- TEKS SUMBER:
=-=-=

Perjuangkan Nasib Pekerja, 2 Pengurus SP Danamon Jadi Tersangka

Kamis, 07 Desember 2017 | 06:14 WIB
Perjuangkan Nasib Pekerja, 2 Pengurus SP Danamon Jadi Tersangka
Kantor Pusat Bank Danamon di Kuninga, Jakarta Selatan. [Suara.com/Adhitya Himawan]
Follow Suara.com untuk mendapatkan informasi terkini. Klik WhatsApp Channel & Google News

Suara.com - Akibat video orasi dalam sebuah unjuk rasa tersebar di media sosial Serikat Pekerja, dua orang pengurus Serikat Pekerja Danamon dijadikan tersangka. Mereka adalah Abdoel Moedjib dan Muhammad Afif yang adalah Ketua Umum dan Sekretaris Jenderal Serikat Pekerja Bank Danamon.

Status keduanya naik dari Saksi menjadi Tersangka setelah Penyidik Unit Cyber Crime Reskrimsus Polda Metro Jaya mengembangkan penyidikan atas laporan Cahyanto C. Grahana, salah satu staf legal Bank Danamon. "Diduga hal ini terjadi karena kedua pengurus SP Danamon tersebut sedang memperjuangkan hak-hak pekerja Bank Danamon yang selama ini disandera oleh kebijakan Direktur Utama Bank Danamon yang tidak berpihak ke pekerjanya," kata kuasa hukum SP Danamon, Bambang di Jakarta, Rabu (6/12/2017).

=-=-=

- PETUNJUK LATIHAN:
A) Sebutkan semua nama orang yang muncul dalam berita tentang pengurus SP Danamon di teks sumber.
B) Perpanjang berita tentang pengurus SP Danamon yang menjadi tersangka di teks sumber, mulai dari kalimat setelah yang terakhir di sana.

- DATA TERSIMPAN:

=-=-=

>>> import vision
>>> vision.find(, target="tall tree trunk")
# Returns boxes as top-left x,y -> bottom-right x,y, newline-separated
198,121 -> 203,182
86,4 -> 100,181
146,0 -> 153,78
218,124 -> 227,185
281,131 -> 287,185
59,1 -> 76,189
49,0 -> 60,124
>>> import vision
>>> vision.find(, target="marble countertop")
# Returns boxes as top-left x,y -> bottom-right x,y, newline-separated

=-=-=

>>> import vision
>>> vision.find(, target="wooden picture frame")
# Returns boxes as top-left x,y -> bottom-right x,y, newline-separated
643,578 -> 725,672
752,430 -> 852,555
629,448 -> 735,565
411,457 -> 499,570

=-=-=

- KUNCI JAWABAN:
A) Abdoel Moedjib, Muhammad Afif, Cahyanto C. Grahana, Bambang, dan Adhitya Himawan.

B)
Adapun Abdoel Moedjib dituduh melakukan tindak pidana pencemaran nama baik dan fitnah dan/atau menunjukkan kebencian atau rasa benci kepada orang karena perbedaan ras dan etnis sebagaimana dimaksud dalam Pasal 310 KUHP dan Pasal 311 KUHP dan/atau Pasal 4 huruf b angka 2 jo. Pasal 16 UU No. 40 Tahun 2008 tentang Penghapusan Diskriminasi Ras dan Etnis. Sedangkan Muhammad Afif dituduh menyebarkan video di media sosial yang berisi penghinaan dan pencemaran nama baik dan/atau menimbulkan kebencian berdasarkan SARA sebagaimana dimaksud dalam Pasal 27 ayat (3) jo. Pasal 45 ayat (1) dan/atau pasal 28 ayat (2) jo. Pasal 45 ayat (2) UU No. 19 Tahun 2016 tentang perubahan atas UU No. 11 Tahun 2008 tentang Informasi dan Transaksi Elektronik.

"Saat ini keduanya sedang menjalani pemeriksaan di Polda Metro Jaya," jelasnya.

Baca Juga: Bank Danamon Bakal Dibeli Bank of Tokyo-Mitsubishi UFJ?

Diketahui bahwa video orasi yang tersebar adalah orasi dari Ketua Umum SP Danamon dalam unjuk rasa di Surabaya pada tanggal 9 Maret 2017. Dalam laporannya, diduga Direktur Utama Bank Danamon merasa dicemarkan nama baiknya karena orasi tersebut. Padahal, apa yang disampaikan dalam orasi tersebut tidak dimaksud untuk mencemarkan nama baik, melainkan ingin membuka fakta apa yang terjadi di lingkungan Bank Danamon terkait nasib para pekerjanya.

"Unjuk rasa tersebut dilakukan sebagai respon atas sikap Direktur Utama Bank Danamon yang sulit diajak bertemu dengan SP Danamon untuk membicarakan kasus-kasus ketenagakerjaan yang terjadi di lingkungan Bank Danamon, seperti PHK sepihak pekerja, pemblokiran e-mail Pengurus SP Danamon, penghalangan beribadah kepada pekerja dan lainnya," kata Kuasa Hukum SP Danamon, Gading dalam kesempatan yang sama.

Atas kejadian yang menimpa Pengurus SP Danamon, beberapa serikat buruh memberikan dukungannya. Gerakan Buruh Untuk Rakyat yang terdiri dari berbagai serikat buruh seperti KSPI, SP Bank Permata, SGBN, SP Johnson, dan lainnya, serta KSPI menyatakan dukungannya kepada perjuangan Abdoel Moedjib dan Muhammad Afif.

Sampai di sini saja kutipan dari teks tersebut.